Description of the task: Return the entries in their entirety, precisely as given.

Records for this exercise:

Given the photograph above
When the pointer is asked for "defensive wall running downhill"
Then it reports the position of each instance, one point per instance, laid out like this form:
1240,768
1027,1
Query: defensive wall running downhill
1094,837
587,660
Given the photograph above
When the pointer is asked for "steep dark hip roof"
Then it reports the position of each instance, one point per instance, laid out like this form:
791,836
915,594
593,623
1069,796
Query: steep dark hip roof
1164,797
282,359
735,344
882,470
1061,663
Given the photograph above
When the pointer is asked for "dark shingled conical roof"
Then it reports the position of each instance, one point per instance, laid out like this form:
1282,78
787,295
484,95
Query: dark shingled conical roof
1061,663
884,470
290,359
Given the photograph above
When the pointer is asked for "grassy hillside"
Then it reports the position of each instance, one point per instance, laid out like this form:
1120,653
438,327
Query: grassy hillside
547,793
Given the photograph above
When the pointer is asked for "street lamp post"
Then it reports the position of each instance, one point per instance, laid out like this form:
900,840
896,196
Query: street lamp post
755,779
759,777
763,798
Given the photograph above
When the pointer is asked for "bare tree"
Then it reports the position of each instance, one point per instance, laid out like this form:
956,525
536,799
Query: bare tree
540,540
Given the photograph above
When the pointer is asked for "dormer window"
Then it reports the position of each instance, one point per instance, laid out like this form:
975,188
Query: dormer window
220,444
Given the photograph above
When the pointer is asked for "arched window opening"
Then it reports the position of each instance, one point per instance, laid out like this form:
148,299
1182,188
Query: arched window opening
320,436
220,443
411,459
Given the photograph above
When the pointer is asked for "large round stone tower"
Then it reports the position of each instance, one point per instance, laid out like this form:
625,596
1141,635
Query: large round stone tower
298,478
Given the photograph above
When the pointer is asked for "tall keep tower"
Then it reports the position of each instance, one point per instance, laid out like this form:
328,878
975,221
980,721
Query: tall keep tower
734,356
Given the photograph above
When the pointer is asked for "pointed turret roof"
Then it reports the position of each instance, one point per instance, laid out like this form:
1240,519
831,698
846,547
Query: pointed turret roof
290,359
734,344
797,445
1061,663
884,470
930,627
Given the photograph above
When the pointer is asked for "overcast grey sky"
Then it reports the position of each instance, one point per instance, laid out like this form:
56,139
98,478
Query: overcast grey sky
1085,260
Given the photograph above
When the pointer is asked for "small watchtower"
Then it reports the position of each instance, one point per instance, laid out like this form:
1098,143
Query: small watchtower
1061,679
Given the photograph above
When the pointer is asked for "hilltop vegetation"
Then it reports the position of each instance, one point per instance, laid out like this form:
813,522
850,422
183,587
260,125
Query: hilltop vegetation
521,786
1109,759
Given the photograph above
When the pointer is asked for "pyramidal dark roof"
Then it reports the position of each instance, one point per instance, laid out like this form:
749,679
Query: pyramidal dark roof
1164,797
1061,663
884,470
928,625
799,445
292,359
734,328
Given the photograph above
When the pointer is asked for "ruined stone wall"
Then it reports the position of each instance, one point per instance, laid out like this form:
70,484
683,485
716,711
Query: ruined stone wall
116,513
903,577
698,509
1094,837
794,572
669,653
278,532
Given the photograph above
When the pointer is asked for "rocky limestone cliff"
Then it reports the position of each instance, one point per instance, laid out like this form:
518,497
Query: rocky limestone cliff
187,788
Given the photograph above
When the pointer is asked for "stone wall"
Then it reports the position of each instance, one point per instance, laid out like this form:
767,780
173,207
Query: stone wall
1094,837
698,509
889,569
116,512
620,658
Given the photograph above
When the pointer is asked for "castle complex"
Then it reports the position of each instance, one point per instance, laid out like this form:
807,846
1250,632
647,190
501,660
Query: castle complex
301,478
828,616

Solution to this task:
Given the photograph above
When the pointer is asked for "defensive wall running downhill"
Then it reports the position of each instance, one point per instance, laid out like this form:
1240,768
1027,1
Query: defensive wall running downhill
1094,837
587,660
Given the photograph above
When the pointer is asked for "steep dark hip roof"
Then it reports the position of each instance, one point per instance, laid out like this form:
791,836
915,594
593,623
1069,796
Query: steep dark hip roof
1164,797
282,359
735,344
882,470
1061,663
Given the photograph above
When the pointer is asked for "dark shingled conical roof"
Then it reports the position of each instance, one point per instance, laid out like this form:
1282,78
787,295
484,95
Query: dark shingled conical roof
1061,663
884,470
290,359
Given the photograph above
When the pointer is asked for "grassy hillside"
Then it reports the position of each instance, one point per instance, laid out like this form:
1120,653
438,327
Query: grassy hillside
547,793
Given the photograph above
When the pointer is asked for "street lamp post"
Then it reports the position of each instance, one point per instance, laid out like this form:
900,840
896,196
Query: street lamp post
755,779
759,777
763,798
Given the photograph above
When the pointer is asked for "bare tree"
Then it reports the position of each instance, one point per instance, laid out like this form:
956,525
536,799
Query: bare tree
540,540
Given the photograph above
When the pointer is asked for "dormer window"
Then it reports the position of each instance, one point per instance, laid out like this form:
975,188
Query: dormer window
220,444
Given the photograph above
When the pointer is asked for "arched window opening"
Then it reports the position of each instance, one point per instance, laid out like this form:
148,299
1182,188
Query: arched window opening
320,436
220,443
411,459
Given the photograph above
When the pointer is asked for "large round stone tower"
Then it reports the position of each instance, one point per instance, laid out like this form:
625,596
1141,635
Query: large round stone tower
298,478
Given the photograph above
When the pointer is asked for "tall keep tower"
Then it reports the position of each instance, one point per instance, laid out like this form:
328,878
975,221
980,721
Query: tall keep tower
734,356
Given the photograph above
When the pointer is asked for "pointed turret roof"
Then it reports the position of each instance, one point per instance, laid out like this form:
1240,519
831,698
846,547
Query: pointed turret roof
290,359
734,344
797,445
1061,663
884,470
930,627
Given the photograph above
When the pointer is asked for "overcast grey sky"
Then it reports the position of each instance, one point per instance, laid out like this form:
56,139
98,478
Query: overcast grey sky
1085,260
Given the photograph above
When the pointer is asked for "small watchtower"
Then it reports the position of each instance, one point per instance, laid out like this form:
1098,143
Query: small watchtower
1061,679
Given the photograph above
When the pointer is asked for "hilltop vegetation"
Then it reports the position of each instance, one point per instance, laid out like this form:
813,522
850,422
183,587
260,125
Query: hilltop vegetation
521,786
1109,759
Given the photograph above
When the pointer is asked for "pyramidal dark roof"
Then it reports the position of each instance, one point per instance, laid out like this form:
749,679
Query: pyramidal dark roof
1164,797
1061,663
884,470
928,625
799,445
292,359
734,328
Given the photograph above
When the pointer is asked for "ruined stone wall"
Then it reports the position of each instance, one point per instance, laid out like this form:
70,484
683,485
716,711
Query: ruined stone wall
116,513
903,577
698,509
1094,837
794,572
669,653
278,532
Given the photograph above
When the pointer is asked for "rocky limestone cliff"
Then it reports the position of each instance, one point per instance, laid out like this form:
518,497
Query: rocky limestone cliff
187,788
Given the photograph above
When the pointer is asked for "stone wall"
Then it reports the position of each instance, one point per instance, laid out like this form:
767,780
173,207
Query: stone wall
1094,837
698,509
889,569
116,512
620,658
Given the photograph above
When the pointer is asked for "castle complex"
Then it reports the position of each instance, one point per instance, laid out like this form:
807,846
1250,632
647,190
501,660
Query: castle complex
301,478
828,616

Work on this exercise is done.